In recent years, large deep neural networks (DNNs) have made impressive improvements on many different tasks in a variety of domains. Specifically for natural language and image input modalities, surprising advancements have been achieved through networks such as Generative Pre-trained Transformer- 3 (GPT-3) and GPT-4. Increasingly, these architectures are able to take multiple modalities as input to solve a variety of tasks. Often, large DNNs are massively pre-trained in order to learn general representations of the input data, thereby improving on the target tasks. However, much of the insights that have been gained through this research on large DNNs is focused on text and natural images as input. Additionally, pre-training is usually done with millions of samples extracted from the internet.
In order to translate these findings into domains such as medicine, it must be investigated whether the gained knowledge holds also in differing contexts. The biomedical domain provides significantly different context in that, for instance, sample sizes of dataset available for pre-training are of multiple magnitudes smaller and data modalities are inherently of different structure, as well as relate differently to each other. Therefore, the aim of this project is to investigate transfer learning for multimodal DNNs to gain insights about how downstream biomedical prediction tasks can be improved with these approaches. We focus primarily on molecular and medical imaging modalities as inputs since these have become increasingly available and reflect the state of the biological system at a high granularity.
To do so, we will investigate multiple research questions about transfer learning for multimodal DNNs with survival prediction as the target. Relatively large multimodal datasets for this target are available publicly, containing paired modalities for patients with different cancers. These datasets lend themselves for designing ablation studies in order to gain insights into the different pre-training approaches that will be researched. Particularly, the availability of high-resolution whole slide images (WSIs) of tumor biopsies provides detailed information about the state of the patient’s disease. It is an open challenge how to fuse WSIs with molecular data such as gene expression profiles. Insights gained from this project will enable more informed decisions when designing training schemes for improving predictions by fusing these heterogeneous modalities. As a final step, we will validate the gained insights on biomedical datasets that do not consist of cancer patients by, for instance, predicting endpoints of cardiovascular disease patients from multimodal data.

* [Problem set]
a) Please copy, word for word, the part of the project description that begins at the words "In order to translate" and stops after "a high granularity.".
b) According to the project description, why does the project concentrate on molecular and medical imaging modalities as inputs? Answer in one to three sentences.

* [Material provided]
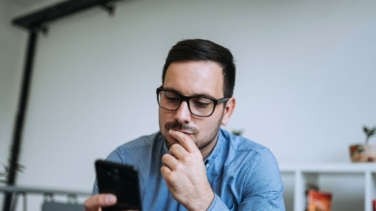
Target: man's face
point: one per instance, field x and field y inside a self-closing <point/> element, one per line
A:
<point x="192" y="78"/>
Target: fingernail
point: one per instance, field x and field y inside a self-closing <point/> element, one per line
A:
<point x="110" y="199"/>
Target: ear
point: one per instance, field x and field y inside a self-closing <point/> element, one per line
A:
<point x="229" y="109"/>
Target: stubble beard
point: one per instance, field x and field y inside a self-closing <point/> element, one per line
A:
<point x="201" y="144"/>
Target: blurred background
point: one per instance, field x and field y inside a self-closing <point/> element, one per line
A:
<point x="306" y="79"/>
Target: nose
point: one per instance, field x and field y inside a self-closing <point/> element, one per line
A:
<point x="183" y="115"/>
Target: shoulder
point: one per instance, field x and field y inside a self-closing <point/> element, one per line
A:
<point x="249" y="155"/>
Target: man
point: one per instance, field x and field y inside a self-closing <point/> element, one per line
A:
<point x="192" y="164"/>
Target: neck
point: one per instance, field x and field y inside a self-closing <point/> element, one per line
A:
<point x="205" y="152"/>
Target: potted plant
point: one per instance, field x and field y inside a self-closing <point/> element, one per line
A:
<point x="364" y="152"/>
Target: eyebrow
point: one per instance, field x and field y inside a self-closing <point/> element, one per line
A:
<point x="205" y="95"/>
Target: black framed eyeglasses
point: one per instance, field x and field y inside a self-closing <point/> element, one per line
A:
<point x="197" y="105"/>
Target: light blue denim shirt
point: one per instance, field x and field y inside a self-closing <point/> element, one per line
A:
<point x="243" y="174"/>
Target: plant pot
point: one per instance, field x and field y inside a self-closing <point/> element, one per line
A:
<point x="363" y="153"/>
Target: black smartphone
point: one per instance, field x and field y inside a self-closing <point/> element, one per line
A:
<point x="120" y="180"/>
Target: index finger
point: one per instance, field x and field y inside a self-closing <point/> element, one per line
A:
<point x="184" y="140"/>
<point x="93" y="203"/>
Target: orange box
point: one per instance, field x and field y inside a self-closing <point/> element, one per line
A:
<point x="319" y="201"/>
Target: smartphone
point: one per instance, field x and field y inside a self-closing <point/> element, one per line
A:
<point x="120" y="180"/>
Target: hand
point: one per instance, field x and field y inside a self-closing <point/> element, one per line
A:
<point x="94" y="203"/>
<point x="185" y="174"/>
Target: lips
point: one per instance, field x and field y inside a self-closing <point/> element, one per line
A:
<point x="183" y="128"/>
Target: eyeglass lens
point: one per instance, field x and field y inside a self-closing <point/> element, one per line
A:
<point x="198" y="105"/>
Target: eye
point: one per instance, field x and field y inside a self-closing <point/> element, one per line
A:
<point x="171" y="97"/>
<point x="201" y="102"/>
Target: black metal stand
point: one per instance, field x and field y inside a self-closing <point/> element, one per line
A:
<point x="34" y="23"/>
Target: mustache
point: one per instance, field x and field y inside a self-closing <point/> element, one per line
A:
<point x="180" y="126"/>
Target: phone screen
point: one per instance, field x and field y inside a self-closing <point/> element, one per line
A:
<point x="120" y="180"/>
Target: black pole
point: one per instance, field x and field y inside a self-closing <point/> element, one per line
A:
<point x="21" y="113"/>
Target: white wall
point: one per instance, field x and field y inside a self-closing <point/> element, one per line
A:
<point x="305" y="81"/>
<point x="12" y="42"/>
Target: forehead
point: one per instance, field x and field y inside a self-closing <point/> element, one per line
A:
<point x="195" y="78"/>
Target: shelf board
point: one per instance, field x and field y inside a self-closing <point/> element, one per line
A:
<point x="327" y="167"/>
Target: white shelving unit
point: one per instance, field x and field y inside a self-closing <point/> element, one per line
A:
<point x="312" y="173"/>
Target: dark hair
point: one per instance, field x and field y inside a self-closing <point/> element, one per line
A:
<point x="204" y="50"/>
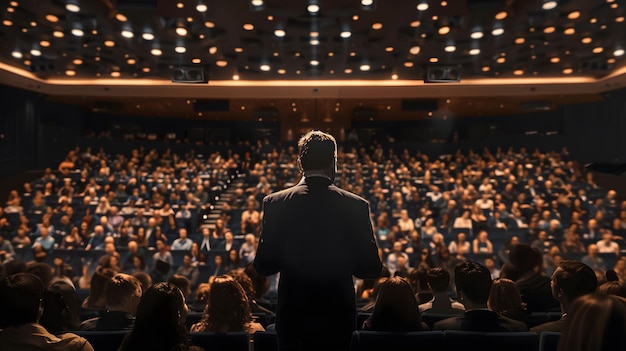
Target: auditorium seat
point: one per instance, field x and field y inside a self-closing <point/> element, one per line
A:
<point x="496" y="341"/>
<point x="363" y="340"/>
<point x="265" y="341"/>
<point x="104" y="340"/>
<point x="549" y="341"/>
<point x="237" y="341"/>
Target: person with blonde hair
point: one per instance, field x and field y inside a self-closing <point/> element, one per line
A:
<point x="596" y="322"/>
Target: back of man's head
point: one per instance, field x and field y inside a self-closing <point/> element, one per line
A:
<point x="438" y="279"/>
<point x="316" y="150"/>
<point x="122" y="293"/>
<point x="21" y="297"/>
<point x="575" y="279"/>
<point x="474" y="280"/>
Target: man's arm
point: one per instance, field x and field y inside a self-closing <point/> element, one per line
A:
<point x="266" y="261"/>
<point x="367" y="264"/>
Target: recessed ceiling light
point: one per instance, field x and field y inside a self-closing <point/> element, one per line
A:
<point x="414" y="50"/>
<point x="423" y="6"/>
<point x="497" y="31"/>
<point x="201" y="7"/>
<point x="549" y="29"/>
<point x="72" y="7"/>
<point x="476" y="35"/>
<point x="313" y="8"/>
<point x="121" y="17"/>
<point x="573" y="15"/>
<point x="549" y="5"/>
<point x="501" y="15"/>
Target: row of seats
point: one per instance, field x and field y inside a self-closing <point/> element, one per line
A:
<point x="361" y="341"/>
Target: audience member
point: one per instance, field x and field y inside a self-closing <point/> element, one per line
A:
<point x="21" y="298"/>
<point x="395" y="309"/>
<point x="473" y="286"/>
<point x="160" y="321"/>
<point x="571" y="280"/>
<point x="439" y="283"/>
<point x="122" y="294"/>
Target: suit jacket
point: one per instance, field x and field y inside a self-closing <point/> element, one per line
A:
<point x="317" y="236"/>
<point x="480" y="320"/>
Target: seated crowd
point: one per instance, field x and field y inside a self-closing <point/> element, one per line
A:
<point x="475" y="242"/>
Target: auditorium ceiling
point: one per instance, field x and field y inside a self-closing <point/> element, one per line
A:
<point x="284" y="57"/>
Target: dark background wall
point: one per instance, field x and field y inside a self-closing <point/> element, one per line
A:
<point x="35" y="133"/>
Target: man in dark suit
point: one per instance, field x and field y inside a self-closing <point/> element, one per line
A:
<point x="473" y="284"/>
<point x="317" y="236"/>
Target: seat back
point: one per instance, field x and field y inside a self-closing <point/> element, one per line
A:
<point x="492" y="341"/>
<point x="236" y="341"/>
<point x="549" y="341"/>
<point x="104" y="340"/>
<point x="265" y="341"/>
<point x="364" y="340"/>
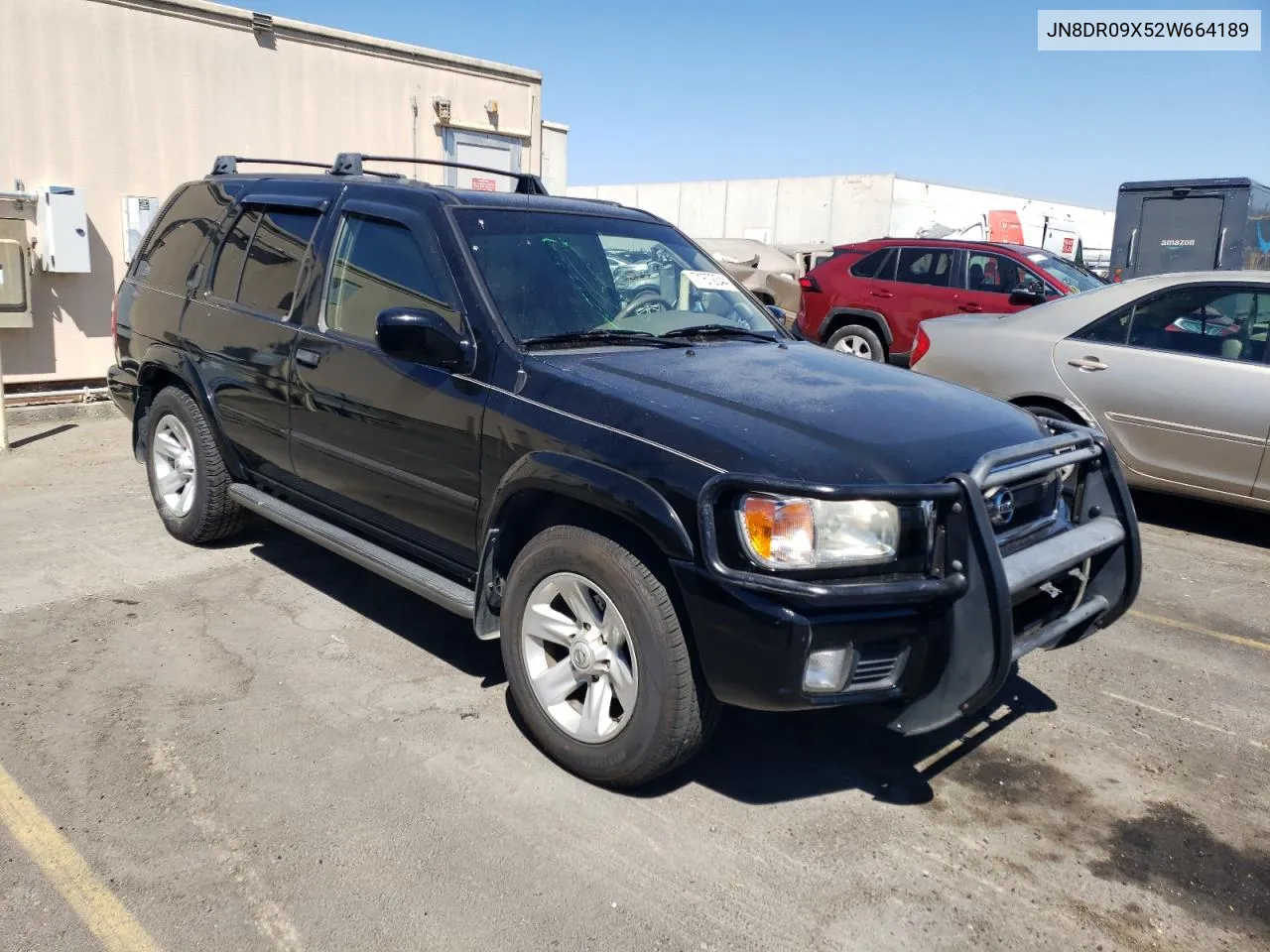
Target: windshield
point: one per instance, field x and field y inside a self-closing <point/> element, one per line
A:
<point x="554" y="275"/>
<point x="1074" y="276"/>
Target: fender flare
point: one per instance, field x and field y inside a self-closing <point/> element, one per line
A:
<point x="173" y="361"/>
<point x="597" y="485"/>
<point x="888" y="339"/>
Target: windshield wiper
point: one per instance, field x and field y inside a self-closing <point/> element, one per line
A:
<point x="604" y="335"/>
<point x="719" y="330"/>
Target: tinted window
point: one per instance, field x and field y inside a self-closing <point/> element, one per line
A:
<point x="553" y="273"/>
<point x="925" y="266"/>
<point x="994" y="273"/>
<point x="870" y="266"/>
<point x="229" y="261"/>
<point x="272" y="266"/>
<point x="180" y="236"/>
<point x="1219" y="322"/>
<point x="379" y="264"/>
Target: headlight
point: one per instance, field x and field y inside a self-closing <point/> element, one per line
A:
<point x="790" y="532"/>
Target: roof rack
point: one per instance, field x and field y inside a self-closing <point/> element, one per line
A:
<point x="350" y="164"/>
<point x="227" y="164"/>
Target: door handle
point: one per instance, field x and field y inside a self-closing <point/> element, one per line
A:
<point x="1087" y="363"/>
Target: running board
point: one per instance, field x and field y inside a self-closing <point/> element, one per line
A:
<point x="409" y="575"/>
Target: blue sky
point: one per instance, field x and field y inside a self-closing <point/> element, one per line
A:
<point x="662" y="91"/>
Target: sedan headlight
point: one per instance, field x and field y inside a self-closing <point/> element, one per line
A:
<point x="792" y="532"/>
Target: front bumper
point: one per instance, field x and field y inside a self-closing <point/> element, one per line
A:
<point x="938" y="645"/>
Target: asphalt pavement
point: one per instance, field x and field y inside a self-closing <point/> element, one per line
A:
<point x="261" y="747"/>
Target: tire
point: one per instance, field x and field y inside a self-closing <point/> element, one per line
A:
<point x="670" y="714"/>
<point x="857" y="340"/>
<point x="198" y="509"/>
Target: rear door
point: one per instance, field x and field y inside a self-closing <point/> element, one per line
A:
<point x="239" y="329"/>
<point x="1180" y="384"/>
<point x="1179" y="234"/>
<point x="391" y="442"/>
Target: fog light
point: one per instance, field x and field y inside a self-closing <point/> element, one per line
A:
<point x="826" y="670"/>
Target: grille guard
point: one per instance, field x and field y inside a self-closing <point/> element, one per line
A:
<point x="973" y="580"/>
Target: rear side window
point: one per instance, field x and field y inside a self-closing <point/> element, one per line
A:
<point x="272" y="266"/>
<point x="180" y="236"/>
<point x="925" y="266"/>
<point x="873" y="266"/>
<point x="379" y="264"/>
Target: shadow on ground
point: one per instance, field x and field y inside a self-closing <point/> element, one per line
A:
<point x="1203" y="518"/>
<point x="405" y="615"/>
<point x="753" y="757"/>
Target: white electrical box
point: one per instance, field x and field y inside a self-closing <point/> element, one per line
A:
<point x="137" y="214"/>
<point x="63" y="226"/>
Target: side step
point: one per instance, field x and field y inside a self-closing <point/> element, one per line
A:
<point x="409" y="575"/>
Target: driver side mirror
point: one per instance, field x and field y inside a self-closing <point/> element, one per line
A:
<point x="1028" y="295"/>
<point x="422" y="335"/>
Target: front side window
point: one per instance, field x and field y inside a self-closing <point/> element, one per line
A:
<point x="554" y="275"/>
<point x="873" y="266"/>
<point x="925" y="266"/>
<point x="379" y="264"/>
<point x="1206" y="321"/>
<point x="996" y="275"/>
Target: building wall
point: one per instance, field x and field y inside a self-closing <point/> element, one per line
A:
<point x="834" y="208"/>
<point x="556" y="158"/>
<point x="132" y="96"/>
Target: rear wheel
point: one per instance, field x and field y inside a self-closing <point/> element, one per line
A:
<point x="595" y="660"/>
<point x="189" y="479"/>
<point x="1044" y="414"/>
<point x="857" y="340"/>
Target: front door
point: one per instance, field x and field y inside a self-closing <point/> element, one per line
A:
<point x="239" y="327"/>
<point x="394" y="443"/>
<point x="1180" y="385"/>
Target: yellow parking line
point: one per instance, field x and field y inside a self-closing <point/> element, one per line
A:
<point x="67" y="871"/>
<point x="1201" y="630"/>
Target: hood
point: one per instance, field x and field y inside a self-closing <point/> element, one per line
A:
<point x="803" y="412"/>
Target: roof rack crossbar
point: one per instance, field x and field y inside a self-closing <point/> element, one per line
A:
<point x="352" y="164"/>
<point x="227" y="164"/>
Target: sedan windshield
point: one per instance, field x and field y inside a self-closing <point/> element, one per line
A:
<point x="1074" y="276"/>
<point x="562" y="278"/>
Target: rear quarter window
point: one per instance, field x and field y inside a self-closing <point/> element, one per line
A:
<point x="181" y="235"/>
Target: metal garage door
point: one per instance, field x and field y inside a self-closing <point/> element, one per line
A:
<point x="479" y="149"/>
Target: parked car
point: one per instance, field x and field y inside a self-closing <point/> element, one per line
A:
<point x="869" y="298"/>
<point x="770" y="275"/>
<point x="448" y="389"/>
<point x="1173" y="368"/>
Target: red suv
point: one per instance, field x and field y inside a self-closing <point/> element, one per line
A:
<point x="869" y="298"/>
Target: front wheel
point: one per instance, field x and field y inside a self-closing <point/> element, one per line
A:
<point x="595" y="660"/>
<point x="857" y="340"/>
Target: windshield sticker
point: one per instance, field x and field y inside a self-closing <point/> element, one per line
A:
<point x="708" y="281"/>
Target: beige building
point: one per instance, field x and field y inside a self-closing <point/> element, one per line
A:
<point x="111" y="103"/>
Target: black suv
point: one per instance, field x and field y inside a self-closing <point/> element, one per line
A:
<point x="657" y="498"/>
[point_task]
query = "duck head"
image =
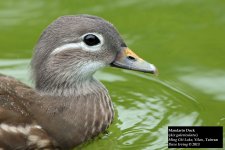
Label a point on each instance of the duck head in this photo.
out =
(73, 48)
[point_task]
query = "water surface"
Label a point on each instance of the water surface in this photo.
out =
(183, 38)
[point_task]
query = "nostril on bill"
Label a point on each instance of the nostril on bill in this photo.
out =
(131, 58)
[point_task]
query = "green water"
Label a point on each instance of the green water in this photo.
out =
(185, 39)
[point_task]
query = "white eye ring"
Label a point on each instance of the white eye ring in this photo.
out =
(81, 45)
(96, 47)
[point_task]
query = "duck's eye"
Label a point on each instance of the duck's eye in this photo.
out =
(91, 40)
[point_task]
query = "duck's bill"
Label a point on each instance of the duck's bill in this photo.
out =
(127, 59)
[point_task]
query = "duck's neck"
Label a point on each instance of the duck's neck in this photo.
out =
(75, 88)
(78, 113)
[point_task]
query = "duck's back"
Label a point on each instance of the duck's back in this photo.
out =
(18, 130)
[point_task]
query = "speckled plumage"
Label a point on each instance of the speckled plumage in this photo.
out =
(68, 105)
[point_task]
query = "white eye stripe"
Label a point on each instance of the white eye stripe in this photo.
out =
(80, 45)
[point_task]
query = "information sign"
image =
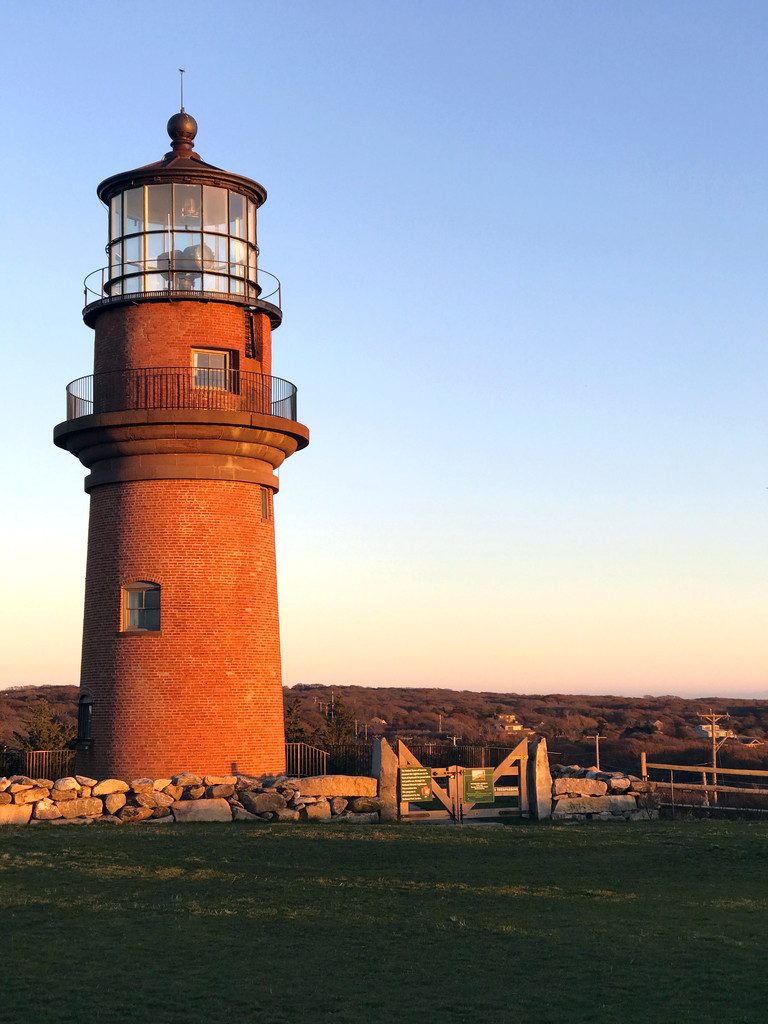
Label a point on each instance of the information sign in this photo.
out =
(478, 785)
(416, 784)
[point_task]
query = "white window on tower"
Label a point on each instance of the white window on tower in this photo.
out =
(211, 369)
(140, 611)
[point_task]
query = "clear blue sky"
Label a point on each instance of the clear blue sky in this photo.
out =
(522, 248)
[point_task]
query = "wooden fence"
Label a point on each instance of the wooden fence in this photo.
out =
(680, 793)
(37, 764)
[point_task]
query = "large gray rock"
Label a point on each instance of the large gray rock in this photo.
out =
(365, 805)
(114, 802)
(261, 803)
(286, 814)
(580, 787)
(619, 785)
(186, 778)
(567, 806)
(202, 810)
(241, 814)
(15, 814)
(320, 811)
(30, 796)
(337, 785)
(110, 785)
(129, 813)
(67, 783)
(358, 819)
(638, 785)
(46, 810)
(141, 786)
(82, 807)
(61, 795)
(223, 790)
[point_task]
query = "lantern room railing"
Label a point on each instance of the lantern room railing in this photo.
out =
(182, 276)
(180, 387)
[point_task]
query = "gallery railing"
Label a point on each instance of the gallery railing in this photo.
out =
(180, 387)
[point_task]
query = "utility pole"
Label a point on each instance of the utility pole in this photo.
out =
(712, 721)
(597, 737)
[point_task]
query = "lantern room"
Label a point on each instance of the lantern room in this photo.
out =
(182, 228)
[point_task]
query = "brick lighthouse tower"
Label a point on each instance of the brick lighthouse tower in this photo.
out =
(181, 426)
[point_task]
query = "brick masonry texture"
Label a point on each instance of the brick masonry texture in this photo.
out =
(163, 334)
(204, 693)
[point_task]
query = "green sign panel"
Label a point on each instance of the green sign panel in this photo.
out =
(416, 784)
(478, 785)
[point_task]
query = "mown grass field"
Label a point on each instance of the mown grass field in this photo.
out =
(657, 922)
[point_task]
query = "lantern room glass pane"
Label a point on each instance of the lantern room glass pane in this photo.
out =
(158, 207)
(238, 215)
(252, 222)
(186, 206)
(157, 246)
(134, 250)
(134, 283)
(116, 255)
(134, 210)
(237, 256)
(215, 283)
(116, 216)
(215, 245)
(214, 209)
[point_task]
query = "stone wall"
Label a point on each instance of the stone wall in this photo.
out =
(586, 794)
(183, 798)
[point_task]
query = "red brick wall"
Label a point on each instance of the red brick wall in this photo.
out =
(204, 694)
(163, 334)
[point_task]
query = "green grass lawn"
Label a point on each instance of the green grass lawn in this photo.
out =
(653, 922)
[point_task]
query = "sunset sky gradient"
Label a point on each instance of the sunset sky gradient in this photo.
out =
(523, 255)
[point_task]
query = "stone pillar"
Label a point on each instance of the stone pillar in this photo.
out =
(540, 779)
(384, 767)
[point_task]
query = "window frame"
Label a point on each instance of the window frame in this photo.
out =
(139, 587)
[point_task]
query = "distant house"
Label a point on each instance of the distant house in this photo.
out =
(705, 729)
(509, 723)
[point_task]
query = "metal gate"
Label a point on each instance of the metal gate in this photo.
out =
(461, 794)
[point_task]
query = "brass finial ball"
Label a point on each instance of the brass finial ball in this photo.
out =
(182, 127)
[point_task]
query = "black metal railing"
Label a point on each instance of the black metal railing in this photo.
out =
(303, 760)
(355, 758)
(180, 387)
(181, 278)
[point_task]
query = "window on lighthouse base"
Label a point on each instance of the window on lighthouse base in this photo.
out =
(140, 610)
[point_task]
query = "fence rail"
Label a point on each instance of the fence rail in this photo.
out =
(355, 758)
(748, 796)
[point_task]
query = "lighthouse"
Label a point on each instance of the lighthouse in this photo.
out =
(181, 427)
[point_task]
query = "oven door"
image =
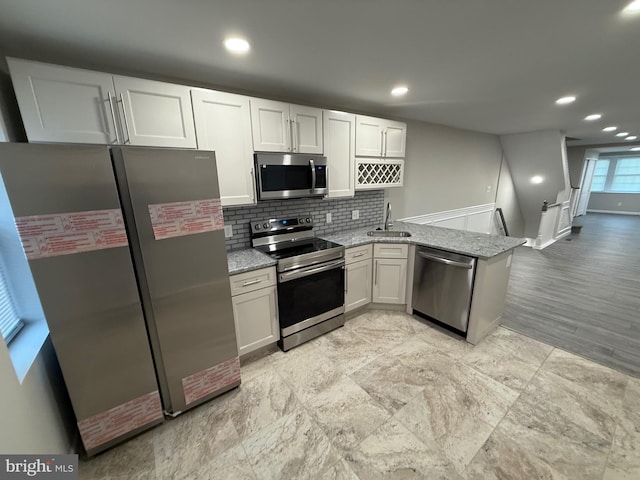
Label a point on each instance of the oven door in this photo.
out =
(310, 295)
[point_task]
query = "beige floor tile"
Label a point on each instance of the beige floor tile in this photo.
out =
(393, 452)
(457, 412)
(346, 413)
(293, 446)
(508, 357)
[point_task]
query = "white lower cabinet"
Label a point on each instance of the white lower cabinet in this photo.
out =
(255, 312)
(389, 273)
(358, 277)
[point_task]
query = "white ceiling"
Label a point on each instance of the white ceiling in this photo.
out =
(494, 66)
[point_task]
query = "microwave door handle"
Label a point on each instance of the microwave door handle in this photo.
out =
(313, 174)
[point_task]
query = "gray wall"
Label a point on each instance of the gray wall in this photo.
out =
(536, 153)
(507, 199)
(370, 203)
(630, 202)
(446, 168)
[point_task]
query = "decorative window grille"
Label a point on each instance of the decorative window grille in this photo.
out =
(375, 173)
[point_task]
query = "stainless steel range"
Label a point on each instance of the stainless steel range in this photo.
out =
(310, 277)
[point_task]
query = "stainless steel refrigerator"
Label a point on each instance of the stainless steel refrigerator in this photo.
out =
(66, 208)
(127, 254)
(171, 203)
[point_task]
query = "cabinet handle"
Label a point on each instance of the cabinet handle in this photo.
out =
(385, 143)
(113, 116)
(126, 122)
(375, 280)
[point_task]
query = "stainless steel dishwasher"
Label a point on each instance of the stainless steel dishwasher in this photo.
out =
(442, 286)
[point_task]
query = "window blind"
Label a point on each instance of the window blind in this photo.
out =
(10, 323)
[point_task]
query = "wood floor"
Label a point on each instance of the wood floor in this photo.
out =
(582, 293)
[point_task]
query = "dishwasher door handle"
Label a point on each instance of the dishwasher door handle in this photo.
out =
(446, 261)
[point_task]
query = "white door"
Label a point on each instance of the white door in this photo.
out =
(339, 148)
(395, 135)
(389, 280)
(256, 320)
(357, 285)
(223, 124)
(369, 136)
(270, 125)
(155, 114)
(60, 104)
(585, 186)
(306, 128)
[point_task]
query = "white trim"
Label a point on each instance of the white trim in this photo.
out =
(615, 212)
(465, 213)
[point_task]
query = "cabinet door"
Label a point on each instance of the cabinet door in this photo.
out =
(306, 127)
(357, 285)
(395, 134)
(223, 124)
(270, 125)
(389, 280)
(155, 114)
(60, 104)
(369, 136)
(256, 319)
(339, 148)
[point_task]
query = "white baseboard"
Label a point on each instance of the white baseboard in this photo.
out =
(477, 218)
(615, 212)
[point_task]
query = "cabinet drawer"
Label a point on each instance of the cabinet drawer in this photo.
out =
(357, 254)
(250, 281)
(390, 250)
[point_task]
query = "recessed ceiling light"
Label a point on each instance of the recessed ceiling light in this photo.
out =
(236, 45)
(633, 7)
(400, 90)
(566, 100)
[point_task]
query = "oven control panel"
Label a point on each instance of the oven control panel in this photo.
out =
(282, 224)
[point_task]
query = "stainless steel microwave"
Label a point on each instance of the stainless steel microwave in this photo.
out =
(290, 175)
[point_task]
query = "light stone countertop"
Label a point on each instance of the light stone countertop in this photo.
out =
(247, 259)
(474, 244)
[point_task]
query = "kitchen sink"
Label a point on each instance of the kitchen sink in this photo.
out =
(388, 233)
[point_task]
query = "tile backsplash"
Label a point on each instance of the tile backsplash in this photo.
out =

* [Answer section]
a)
In order to translate these findings into domains such as medicine, it must be investigated whether the gained knowledge holds also in differing contexts. The biomedical domain provides significantly different context in that, for instance, sample sizes of dataset available for pre-training are of multiple magnitudes smaller and data modalities are inherently of different structure, as well as relate differently to each other. Therefore, the aim of this project is to investigate transfer learning for multimodal DNNs to gain insights about how downstream biomedical prediction tasks can be improved with these approaches. We focus primarily on molecular and medical imaging modalities as inputs since these have become increasingly available and reflect the state of the biological system at a high granularity.

b) The project concentrates on these modalities because they have become increasingly available. They also reflect the state of the biological system at a high granularity.